FRAGMENTO DE LA PÁGINA>
- - - - - - -

Desde aquel furtivo encuentro en el antiguo Kendall Art Center, la obra de Lisyanet Rodríguez se me ha revelado como una forma de conocimiento que trasciende lo sensible. Platón tenía razón cuando en La República aseguraba que “el arte no es más que una sombra de la sombra” y, sin embargo, en la obra de Lisyanet, esa sombra adquiere densidad ontológica, se convierte en una forma de verdad que no puede ser dicha, solo contemplada.
En 2018, intenté con palabras apresar esa verdad en un ensayo para CdeCuba Art Magazine No.25. Me atreví entonces a nombrar lo inefable: “cronopios, personajes indefinibles, sutiles fulguraciones”; ese fue también un diálogo que trenzaba una argumentación con la figuración de Maikel Domínguez, otro artista que, como Lisyanet, parece habitar el umbral entre lo visible y lo invisible.
El tiempo ha refinado la estética de Lisyanet hasta convertirla en una experiencia de delicadeza extrema. Su universo pictórico nos sitúa en un escenario postapocalíptico donde el vacío —“la nada no es simplemente el vacío, sino la negación radical del ente en su totalidad”[1]— no es ausencia, sino presencia inquietante, como muchas veces ocurre con la obra de Jean-Pierre Jeunet. La angustia termina retorciendo las vigas que atrofian los cuerpos.

Lejos de representar, Lisyanet interroga a un mundo desde la atrofia, la minusvalía, desde una descomposición ontológica para reconfigurarlo desde una sensibilidad que roza lo metafísico. No busca la verdad —como Octavio Paz—, sino la revelación.
Si en sus lienzos en gran formato resuena el estruendo de una perturbación, las cicatrices veladas por las vestiduras, las laceraciones del cuerpo y el alma acentuadas por la crudeza de los fondos planos, sus dibujos revelan una interioridad, un dolor, sin esperanza. No hay consuelo, ni promesa de redención: solo el dolor, desnudo y persistente. Lisyanet se asoma, con mirada lúcida, al precipicio de lo residual, a la ruina como vestigio de lo humano, y en ese despojo encuentra una belleza que delira, una luz temblorosa que insiste en brillar desde la penumbra.

- - - - - - -

LÍNEAS DE DATOS>

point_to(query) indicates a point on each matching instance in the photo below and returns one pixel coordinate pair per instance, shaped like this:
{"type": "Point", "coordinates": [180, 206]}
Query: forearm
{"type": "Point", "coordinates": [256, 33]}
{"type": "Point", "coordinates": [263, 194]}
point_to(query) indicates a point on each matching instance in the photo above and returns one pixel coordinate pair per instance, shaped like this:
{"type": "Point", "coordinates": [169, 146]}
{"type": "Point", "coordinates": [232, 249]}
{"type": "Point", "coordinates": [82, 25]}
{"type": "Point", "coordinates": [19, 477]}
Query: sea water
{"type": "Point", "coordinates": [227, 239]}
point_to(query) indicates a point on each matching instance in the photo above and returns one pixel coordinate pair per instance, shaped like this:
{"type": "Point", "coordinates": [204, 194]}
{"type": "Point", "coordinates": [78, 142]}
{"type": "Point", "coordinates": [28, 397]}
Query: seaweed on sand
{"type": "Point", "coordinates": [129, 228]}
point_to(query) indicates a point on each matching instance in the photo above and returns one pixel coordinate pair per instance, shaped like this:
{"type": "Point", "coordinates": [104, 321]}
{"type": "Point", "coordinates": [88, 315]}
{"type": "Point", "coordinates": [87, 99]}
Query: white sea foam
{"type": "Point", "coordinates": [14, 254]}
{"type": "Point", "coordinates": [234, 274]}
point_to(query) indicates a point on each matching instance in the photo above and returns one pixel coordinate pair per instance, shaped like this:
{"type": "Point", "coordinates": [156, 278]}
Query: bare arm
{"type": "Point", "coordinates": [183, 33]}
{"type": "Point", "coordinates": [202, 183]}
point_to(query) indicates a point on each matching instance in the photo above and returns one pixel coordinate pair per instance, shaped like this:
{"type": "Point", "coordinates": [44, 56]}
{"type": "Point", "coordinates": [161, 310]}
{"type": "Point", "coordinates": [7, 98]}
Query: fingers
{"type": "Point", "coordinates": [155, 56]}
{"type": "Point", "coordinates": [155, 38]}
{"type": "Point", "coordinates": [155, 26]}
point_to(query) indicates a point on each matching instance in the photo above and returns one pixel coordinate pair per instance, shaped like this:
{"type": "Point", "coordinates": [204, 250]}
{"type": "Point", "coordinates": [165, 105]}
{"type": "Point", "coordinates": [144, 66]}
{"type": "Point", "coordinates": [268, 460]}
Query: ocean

- - - - - - -

Explica, por favor, en una a tres oraciones por qué, según el ensayo sobre Lisyanet Rodríguez, la "sombra de la sombra" de Platón deja de ser mera sombra en la obra de la artista.

En la obra de Lisyanet esa sombra adquiere densidad ontológica. Se convierte en una forma de verdad que no puede ser dicha, solo contemplada.